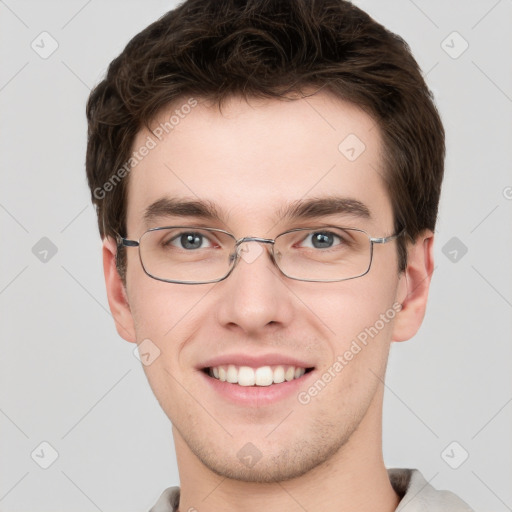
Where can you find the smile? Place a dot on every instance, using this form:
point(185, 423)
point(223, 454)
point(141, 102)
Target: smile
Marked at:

┄┄┄┄┄┄┄┄┄┄┄┄┄┄┄┄┄┄┄┄

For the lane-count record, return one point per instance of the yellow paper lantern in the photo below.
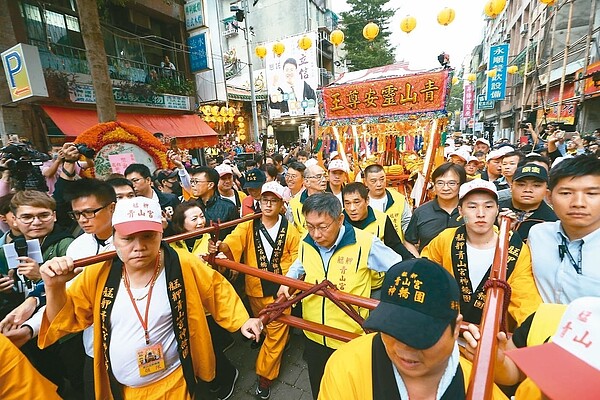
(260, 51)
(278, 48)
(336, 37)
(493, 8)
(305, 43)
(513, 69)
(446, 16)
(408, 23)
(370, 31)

┄┄┄┄┄┄┄┄┄┄┄┄┄┄┄┄┄┄┄┄

- **WHAT YOU SHOULD DO**
Which lines in the records above contain the word "smile"? Copy each of those lines in full.

- **EXERCISE OUTPUT**
Where can you find the smile? Place a dot on every instance, using this form:
Target: smile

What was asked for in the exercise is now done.